Given data Block Start
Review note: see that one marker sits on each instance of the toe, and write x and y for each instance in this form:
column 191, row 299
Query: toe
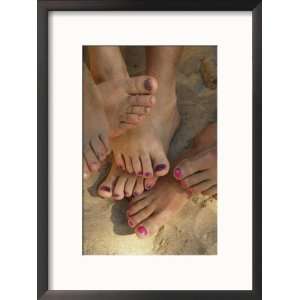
column 92, row 160
column 142, row 214
column 151, row 225
column 106, row 187
column 129, row 186
column 141, row 85
column 203, row 186
column 118, row 190
column 137, row 166
column 147, row 166
column 128, row 164
column 99, row 148
column 137, row 206
column 146, row 101
column 161, row 164
column 138, row 110
column 86, row 170
column 139, row 187
column 132, row 119
column 149, row 183
column 211, row 191
column 194, row 179
column 120, row 161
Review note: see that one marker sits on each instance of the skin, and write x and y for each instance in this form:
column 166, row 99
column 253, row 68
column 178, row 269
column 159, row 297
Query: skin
column 119, row 184
column 142, row 150
column 148, row 212
column 126, row 101
column 197, row 170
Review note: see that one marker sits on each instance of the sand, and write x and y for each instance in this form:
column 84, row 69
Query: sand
column 194, row 230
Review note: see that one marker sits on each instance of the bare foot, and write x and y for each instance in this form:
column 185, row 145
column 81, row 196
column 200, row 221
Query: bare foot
column 148, row 212
column 110, row 110
column 119, row 184
column 142, row 150
column 197, row 172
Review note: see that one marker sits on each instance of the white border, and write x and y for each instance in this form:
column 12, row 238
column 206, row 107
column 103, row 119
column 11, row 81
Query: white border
column 232, row 267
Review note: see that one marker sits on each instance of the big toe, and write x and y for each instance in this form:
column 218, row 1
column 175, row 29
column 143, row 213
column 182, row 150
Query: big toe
column 141, row 85
column 105, row 189
column 150, row 226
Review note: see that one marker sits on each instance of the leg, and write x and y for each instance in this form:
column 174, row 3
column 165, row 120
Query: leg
column 106, row 63
column 144, row 148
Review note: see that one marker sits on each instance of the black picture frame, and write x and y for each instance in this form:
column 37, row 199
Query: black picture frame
column 134, row 5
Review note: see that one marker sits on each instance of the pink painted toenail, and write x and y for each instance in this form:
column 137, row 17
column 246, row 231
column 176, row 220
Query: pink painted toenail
column 142, row 230
column 130, row 223
column 105, row 188
column 177, row 173
column 148, row 85
column 160, row 167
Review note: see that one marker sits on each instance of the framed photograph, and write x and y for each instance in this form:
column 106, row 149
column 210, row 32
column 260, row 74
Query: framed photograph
column 149, row 150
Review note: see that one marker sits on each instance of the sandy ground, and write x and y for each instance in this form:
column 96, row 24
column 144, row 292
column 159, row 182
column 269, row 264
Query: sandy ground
column 194, row 229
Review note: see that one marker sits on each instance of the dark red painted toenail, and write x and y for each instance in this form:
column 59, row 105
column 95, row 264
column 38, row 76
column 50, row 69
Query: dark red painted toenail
column 148, row 85
column 177, row 173
column 142, row 230
column 105, row 188
column 130, row 223
column 160, row 167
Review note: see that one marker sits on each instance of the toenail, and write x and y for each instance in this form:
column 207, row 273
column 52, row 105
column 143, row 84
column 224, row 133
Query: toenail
column 160, row 167
column 105, row 188
column 142, row 230
column 177, row 173
column 148, row 85
column 130, row 223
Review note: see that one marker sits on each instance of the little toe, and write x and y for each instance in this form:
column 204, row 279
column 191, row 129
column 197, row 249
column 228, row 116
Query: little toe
column 147, row 166
column 142, row 100
column 129, row 186
column 141, row 85
column 142, row 214
column 92, row 160
column 139, row 187
column 149, row 183
column 201, row 187
column 137, row 206
column 137, row 166
column 161, row 164
column 194, row 179
column 118, row 189
column 211, row 191
column 150, row 226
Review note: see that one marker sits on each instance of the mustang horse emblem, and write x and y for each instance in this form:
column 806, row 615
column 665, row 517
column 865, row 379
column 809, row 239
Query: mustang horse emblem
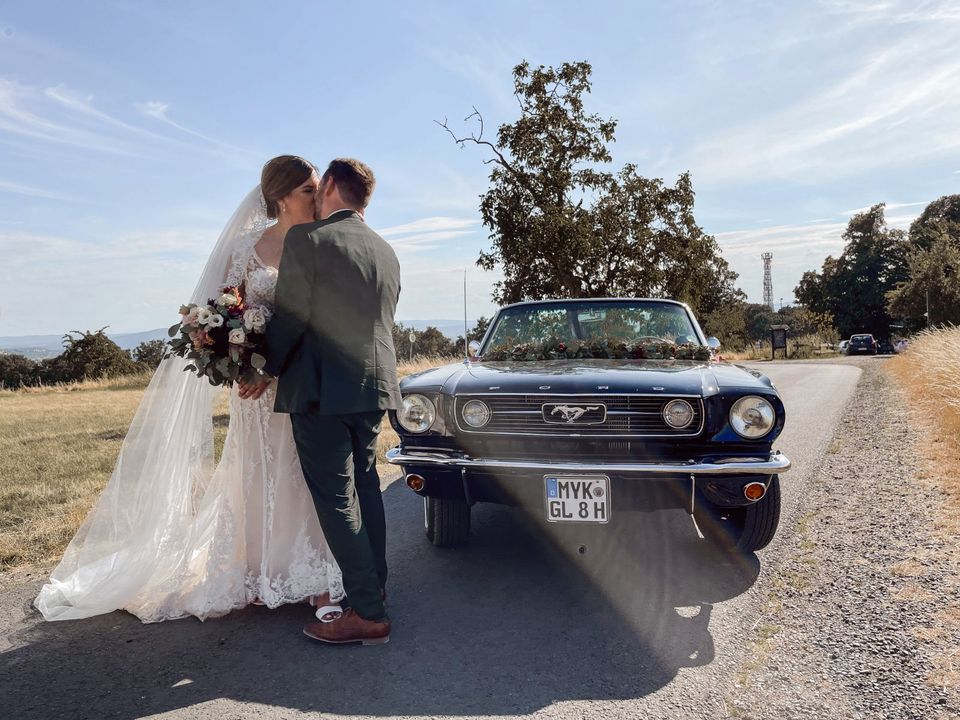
column 572, row 413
Given data Block End
Assignment: Copy out, word for word, the part of the entries above that begins at the line with "column 159, row 182" and ends at the line with "column 50, row 69", including both.

Exercise result:
column 159, row 182
column 269, row 264
Query: sandy ground
column 194, row 229
Review note: see that one marker sits on each instance of the dark red painted toenail, and write x and y for each instance in this form:
column 59, row 105
column 95, row 264
column 38, row 76
column 50, row 69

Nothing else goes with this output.